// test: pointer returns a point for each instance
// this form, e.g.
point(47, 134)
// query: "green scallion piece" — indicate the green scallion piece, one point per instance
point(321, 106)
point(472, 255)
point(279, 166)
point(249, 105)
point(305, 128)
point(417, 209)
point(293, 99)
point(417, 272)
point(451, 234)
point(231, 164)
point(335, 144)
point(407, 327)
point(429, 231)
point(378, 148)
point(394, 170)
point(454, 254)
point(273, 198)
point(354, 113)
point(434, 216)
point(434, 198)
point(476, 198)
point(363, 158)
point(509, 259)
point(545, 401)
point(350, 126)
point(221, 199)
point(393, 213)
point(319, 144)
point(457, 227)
***
DEINE AUFGABE
Schreib sämtliche Einträge von oben Zeile für Zeile ab, ohne ein Zeichen zu ändern.

DEINE ANTWORT
// test: pointer returns a point for each instance
// this form, e.g.
point(47, 134)
// query: "green scallion piece" — indicate the green scallion piece, one point per instance
point(321, 106)
point(472, 255)
point(279, 166)
point(249, 105)
point(305, 128)
point(417, 209)
point(293, 99)
point(417, 272)
point(451, 234)
point(231, 164)
point(335, 144)
point(407, 327)
point(429, 231)
point(378, 148)
point(394, 170)
point(454, 254)
point(273, 198)
point(354, 113)
point(434, 216)
point(434, 198)
point(476, 198)
point(363, 158)
point(509, 259)
point(545, 401)
point(350, 126)
point(221, 199)
point(393, 213)
point(319, 144)
point(457, 227)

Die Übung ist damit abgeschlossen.